- [What to do] Print every line below. Match each one exactly.

**** Data to examine

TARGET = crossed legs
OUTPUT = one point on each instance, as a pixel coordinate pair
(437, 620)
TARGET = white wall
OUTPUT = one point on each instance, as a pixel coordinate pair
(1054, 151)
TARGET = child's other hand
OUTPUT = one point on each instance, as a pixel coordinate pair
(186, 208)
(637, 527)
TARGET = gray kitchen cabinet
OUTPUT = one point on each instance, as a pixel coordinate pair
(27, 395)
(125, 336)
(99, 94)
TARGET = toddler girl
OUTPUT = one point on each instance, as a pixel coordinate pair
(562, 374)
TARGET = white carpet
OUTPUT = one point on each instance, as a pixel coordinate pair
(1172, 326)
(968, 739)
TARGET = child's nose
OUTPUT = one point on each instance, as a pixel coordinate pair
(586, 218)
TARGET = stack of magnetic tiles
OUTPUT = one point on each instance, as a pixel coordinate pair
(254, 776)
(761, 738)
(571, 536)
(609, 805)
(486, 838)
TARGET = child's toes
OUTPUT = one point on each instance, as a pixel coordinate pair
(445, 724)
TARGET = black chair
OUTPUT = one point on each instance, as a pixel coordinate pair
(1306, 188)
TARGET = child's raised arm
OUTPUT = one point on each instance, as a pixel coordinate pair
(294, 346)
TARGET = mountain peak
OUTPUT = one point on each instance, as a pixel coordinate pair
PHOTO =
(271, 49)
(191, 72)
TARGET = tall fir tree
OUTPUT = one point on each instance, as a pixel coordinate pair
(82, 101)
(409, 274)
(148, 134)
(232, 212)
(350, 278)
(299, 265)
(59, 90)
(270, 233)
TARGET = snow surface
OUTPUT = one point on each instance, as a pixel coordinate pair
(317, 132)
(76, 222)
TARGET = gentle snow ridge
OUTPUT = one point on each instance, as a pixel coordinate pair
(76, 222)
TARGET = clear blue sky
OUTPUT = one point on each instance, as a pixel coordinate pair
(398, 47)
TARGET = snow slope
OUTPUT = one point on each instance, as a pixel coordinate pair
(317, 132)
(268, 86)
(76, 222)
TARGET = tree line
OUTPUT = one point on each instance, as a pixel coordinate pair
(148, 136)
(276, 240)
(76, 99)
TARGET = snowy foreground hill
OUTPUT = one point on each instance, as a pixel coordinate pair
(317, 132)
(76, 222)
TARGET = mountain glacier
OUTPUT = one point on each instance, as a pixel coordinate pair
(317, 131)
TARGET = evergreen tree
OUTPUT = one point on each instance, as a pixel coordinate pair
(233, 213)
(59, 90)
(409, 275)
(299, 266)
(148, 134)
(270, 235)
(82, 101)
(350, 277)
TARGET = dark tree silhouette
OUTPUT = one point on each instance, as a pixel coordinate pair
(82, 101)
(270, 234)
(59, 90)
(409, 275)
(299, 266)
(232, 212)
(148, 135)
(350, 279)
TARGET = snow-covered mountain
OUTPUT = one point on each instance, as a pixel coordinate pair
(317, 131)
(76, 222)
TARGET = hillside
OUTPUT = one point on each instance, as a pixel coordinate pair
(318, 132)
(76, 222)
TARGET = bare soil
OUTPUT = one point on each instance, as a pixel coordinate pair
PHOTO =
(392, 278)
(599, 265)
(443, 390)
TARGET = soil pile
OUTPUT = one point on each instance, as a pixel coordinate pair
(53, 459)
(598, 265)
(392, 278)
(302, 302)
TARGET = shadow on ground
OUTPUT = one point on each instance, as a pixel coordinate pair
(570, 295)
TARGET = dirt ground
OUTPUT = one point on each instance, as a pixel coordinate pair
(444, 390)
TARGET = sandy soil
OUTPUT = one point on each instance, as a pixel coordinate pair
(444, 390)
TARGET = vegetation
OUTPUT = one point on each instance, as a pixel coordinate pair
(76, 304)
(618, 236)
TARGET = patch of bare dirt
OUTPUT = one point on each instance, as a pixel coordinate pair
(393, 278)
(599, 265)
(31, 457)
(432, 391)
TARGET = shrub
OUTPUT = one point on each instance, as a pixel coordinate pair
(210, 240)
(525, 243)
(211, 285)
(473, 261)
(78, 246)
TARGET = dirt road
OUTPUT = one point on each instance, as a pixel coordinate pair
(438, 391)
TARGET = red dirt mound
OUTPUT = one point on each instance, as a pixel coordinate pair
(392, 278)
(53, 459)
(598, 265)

********

- [Problem solution]
TARGET = crossed legs
OUTPUT = one point on each instance, as a pixel coordinate pair
(437, 620)
TARGET = white wall
OUTPUT = one point on each instance, as a pixel coordinate pair
(1054, 151)
TARGET = child's other hand
OUTPUT = one point on each instance, as a pixel coordinate pair
(186, 208)
(637, 527)
TARGET = gray kitchen cabinet
OUTPUT = one point on each instance, as a pixel coordinate pair
(27, 395)
(125, 336)
(99, 94)
TARGET = toddler girl
OUTPUT = one point on each instance, as a pixel coordinate pair
(562, 374)
TARGET = white carpet
OUTPUT = one point on each instance, as a pixel coordinate pair
(1172, 326)
(968, 739)
TARGET = child's nose
OUTPUT = one point on each instance, as a pixel coordinate pair
(586, 218)
TARGET = stack of magnetic tiles
OUTPUT = one point on each instance, as a pixel coordinate pair
(254, 776)
(761, 738)
(571, 536)
(609, 805)
(486, 838)
TARGET = child's toes
OUTPUT = one point on each instance, as a pixel coordinate pair
(445, 724)
TARGET = black chair
OUTPUT = one point on each instance, as a pixel coordinate pair
(1306, 188)
TARGET = child's raised arm
OUTPUT = one point on each instance, as a pixel coordinate pair
(294, 346)
TARGET = mountain peak
OUTPUT = one point on each instance, as a pixel coordinate pair
PHOTO =
(271, 49)
(191, 72)
TARGET = tall fir tree
OUTPUT = one point on each instance, as a pixel coordinate pair
(82, 101)
(409, 274)
(148, 134)
(232, 212)
(350, 278)
(299, 265)
(59, 90)
(270, 233)
TARGET = snow surface
OUTPUT = one point on each instance, as a pixel coordinate pair
(317, 132)
(76, 222)
TARGET = gentle snow ridge
OUTPUT = one point on each instance, as a pixel coordinate pair
(76, 222)
TARGET = clear blue sky
OUTPUT = one point on each instance, as a pixel coordinate pair
(398, 47)
TARGET = snow slope
OUTPUT = one point on each instance, as a pixel coordinate pair
(317, 132)
(268, 86)
(76, 222)
TARGET = tree line
OUTPUT = one point on each instance, as a pixel coordinate pair
(148, 136)
(276, 240)
(76, 99)
TARGET = snowy foreground hill
OUTPUT = one point on each instance, as a pixel coordinate pair
(317, 132)
(76, 222)
TARGET = mountain glacier
OUTPUT = one point on each instance, as a pixel coordinate pair
(317, 131)
TARGET = evergreen tree
OUTPUT = one point on each instance, as a pixel coordinate pair
(233, 213)
(59, 90)
(409, 275)
(299, 266)
(148, 134)
(270, 235)
(82, 101)
(350, 277)
TARGET = dark tree silhouette
OUTPUT = one point on each instance, as a pixel coordinate pair
(82, 101)
(270, 234)
(59, 90)
(409, 275)
(299, 266)
(232, 212)
(148, 135)
(350, 279)
TARGET = snow-covered mountain
OUTPUT = one point on each instance, as a pixel coordinate pair
(317, 131)
(76, 222)
TARGET = hillside
OUTPUT = one point on each instance, as a pixel coordinate pair
(318, 132)
(76, 222)
TARGET = bare soil
OUTPUT = one point on each instance, as a pixel coordinate pair
PHOTO =
(392, 278)
(599, 265)
(443, 390)
TARGET = soil pile
OUTPUT = one point on each instance, as a pixel coordinate pair
(53, 459)
(598, 265)
(392, 278)
(302, 302)
TARGET = shadow on ground
OUTPUT = one point on each instance, as a pixel coordinate pair
(570, 295)
TARGET = dirt ground
OUTPUT = one point on each instance, as a pixel coordinate pair
(444, 390)
TARGET = sandy soil
OUTPUT = one point on each instance, as a pixel coordinate pair
(444, 390)
TARGET = vegetation
OUTPUT = one point on each instance, as a pixel coordinate pair
(76, 304)
(618, 236)
TARGET = patch of bare dirt
OUTPUT = one point on each instance, as a pixel coordinate pair
(393, 278)
(599, 265)
(31, 457)
(432, 391)
TARGET = shrub
OUTPUT = one point on each instance, as a pixel coordinate pair
(210, 240)
(525, 243)
(211, 285)
(473, 261)
(78, 246)
TARGET = dirt road
OUTPUT = one point on each instance, as a pixel coordinate pair
(438, 391)
TARGET = red dirt mound
OUTPUT = one point on each instance, as a pixel coordinate pair
(392, 278)
(53, 459)
(598, 265)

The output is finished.